» **EXERCISE PROMPT**
Write out word for word everything from the start of the records below down to and including the line that contains "top-left (143, 100), bottom-right (162, 110)".

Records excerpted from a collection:
* * * * * * * * *
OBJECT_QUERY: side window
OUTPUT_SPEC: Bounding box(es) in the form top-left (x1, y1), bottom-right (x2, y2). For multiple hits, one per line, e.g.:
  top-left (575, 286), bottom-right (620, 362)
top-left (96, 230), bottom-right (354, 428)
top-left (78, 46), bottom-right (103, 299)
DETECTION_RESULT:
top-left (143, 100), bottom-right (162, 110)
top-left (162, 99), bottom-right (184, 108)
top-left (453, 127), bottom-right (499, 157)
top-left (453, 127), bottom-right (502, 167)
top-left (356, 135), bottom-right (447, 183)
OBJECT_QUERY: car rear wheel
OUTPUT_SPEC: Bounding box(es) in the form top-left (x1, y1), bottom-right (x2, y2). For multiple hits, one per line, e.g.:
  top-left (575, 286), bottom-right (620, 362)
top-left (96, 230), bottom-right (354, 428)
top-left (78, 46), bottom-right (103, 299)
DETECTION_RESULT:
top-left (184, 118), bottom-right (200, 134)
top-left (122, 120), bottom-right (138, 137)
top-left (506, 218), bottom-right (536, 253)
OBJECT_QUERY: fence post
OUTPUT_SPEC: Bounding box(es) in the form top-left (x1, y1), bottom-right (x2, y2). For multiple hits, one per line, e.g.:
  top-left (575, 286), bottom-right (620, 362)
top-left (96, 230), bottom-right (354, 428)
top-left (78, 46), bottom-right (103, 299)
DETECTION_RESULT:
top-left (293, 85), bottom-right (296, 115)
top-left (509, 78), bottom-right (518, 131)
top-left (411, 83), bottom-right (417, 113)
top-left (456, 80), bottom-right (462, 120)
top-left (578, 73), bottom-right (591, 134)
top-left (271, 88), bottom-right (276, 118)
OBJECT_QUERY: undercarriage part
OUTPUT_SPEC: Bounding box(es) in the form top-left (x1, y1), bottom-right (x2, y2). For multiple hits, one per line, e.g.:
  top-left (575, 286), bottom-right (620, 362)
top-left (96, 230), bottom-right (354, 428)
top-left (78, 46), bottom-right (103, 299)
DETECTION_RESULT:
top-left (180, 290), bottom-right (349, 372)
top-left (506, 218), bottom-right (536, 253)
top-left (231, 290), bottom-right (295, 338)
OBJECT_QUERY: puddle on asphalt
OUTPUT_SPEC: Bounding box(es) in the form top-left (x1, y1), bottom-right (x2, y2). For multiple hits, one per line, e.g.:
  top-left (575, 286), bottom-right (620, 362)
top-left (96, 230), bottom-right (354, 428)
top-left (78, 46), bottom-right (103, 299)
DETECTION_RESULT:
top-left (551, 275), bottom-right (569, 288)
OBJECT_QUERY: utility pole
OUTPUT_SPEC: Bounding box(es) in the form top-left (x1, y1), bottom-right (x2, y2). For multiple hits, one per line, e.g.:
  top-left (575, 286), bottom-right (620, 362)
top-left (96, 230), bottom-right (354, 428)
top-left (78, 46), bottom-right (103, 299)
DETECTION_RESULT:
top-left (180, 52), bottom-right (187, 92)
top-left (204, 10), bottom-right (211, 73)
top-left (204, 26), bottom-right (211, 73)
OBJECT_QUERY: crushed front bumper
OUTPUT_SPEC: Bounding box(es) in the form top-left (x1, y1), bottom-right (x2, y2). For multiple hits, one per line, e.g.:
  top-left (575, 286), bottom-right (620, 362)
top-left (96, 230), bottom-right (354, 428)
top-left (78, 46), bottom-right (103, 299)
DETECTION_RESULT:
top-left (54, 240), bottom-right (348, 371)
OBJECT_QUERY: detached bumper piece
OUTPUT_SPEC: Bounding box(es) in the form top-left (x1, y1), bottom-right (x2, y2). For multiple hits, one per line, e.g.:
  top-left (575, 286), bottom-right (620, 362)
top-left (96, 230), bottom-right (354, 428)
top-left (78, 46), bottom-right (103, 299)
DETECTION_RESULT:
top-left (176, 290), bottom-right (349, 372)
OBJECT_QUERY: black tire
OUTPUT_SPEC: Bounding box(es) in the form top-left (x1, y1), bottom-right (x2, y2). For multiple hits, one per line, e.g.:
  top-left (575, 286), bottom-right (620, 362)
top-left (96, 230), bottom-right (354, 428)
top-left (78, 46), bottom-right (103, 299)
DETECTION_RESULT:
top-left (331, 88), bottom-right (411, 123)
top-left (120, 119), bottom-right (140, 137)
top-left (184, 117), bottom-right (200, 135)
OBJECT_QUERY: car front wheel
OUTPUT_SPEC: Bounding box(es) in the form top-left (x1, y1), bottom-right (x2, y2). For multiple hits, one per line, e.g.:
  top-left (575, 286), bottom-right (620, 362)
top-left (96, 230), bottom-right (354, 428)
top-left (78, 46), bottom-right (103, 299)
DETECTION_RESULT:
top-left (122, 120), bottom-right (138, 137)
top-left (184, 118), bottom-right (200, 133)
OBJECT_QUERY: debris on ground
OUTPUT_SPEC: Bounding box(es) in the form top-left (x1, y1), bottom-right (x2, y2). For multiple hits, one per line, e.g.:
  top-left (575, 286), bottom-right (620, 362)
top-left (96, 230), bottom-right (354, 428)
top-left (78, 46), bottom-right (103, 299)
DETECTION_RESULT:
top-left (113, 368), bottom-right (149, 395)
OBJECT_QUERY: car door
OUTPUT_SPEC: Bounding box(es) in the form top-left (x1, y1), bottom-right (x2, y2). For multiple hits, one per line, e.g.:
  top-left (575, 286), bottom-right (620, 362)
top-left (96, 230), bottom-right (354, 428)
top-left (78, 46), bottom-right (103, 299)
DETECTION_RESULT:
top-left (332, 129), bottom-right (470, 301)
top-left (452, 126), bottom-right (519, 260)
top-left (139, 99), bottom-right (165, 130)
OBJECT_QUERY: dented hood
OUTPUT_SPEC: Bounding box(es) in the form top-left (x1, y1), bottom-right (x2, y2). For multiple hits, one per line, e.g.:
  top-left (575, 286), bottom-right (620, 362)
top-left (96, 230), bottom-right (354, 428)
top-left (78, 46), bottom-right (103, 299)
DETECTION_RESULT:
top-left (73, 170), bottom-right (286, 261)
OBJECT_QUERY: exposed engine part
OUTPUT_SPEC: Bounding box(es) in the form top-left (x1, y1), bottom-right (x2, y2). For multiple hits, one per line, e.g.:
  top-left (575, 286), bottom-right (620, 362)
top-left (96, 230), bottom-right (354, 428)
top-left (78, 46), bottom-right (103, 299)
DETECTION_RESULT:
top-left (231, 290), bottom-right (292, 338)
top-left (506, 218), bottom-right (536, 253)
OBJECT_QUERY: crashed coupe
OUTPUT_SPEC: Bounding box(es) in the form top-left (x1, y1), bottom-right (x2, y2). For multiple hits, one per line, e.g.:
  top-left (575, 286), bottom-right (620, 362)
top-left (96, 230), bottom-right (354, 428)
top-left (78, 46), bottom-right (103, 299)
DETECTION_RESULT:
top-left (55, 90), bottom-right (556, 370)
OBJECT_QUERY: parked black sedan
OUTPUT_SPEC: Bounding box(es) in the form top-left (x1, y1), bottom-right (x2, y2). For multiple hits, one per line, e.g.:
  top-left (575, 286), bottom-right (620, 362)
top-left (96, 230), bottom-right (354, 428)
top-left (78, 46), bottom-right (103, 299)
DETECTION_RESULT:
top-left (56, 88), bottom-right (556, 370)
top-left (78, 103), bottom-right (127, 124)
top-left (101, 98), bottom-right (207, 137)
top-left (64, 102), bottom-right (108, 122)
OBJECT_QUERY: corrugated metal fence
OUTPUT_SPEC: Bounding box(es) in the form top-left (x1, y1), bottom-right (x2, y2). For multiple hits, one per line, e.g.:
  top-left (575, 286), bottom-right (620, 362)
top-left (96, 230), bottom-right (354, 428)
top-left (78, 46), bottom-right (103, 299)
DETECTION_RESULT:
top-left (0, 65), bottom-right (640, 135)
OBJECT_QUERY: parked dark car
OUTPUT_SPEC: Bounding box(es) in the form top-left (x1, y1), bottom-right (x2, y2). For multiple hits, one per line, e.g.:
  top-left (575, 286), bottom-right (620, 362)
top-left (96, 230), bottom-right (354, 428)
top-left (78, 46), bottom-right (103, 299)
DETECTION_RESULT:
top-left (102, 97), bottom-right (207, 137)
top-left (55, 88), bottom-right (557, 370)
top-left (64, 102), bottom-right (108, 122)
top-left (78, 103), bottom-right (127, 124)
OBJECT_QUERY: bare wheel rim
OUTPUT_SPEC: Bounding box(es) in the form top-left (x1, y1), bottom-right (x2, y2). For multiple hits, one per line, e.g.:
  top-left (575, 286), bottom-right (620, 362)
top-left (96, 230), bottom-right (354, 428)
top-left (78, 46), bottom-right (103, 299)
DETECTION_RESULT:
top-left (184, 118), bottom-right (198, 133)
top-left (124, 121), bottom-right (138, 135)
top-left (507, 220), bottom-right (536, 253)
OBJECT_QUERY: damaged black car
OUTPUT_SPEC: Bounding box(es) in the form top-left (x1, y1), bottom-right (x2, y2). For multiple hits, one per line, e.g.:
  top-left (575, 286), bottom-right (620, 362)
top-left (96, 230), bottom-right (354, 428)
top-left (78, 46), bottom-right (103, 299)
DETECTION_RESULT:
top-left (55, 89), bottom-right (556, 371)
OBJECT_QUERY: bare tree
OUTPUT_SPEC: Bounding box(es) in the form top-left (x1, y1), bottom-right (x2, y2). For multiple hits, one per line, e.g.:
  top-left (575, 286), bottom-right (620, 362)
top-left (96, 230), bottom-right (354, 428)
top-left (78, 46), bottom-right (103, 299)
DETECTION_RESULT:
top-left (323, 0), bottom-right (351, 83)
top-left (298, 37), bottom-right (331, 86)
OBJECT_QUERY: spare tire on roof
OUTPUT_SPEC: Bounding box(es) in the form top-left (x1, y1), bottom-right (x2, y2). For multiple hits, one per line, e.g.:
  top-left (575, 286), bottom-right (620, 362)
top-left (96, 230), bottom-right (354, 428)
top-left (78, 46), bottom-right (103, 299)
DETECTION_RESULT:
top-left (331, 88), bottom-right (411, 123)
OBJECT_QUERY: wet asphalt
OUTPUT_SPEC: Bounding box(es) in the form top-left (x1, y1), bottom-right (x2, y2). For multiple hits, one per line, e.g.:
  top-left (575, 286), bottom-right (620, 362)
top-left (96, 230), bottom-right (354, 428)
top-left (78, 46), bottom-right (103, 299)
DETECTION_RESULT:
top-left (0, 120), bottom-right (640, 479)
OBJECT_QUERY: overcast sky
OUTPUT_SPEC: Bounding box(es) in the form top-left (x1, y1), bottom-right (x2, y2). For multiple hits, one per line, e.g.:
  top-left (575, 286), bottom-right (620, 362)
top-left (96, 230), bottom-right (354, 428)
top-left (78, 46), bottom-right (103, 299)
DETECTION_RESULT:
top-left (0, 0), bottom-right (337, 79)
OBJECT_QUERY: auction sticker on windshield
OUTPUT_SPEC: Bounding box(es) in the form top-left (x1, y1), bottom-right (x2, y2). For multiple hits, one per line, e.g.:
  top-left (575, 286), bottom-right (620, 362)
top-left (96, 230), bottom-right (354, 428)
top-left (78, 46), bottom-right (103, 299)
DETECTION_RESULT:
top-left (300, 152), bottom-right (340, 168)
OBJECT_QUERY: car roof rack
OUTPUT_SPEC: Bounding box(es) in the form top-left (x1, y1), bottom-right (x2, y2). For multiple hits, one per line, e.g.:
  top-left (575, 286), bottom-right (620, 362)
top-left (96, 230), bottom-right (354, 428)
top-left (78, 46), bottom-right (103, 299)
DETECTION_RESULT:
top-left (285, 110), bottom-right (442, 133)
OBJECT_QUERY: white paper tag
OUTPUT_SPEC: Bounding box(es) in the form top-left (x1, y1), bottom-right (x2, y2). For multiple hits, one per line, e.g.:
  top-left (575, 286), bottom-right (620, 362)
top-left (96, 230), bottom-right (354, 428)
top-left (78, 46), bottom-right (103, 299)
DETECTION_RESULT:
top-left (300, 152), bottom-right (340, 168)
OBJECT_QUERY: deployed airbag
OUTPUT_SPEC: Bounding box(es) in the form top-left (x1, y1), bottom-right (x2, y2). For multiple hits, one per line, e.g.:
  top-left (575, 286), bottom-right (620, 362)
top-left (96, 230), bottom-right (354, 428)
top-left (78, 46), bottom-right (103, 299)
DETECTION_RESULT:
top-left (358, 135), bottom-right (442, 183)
* * * * * * * * *
» **TASK SOLUTION**
OBJECT_QUERY: side window
OUTPUT_SPEC: Bounding box(es) in the form top-left (x1, y1), bottom-right (x2, y2). For multiple hits, one per line, e.g.:
  top-left (575, 286), bottom-right (620, 362)
top-left (96, 230), bottom-right (354, 428)
top-left (78, 46), bottom-right (103, 299)
DETECTION_RESULT:
top-left (143, 100), bottom-right (162, 110)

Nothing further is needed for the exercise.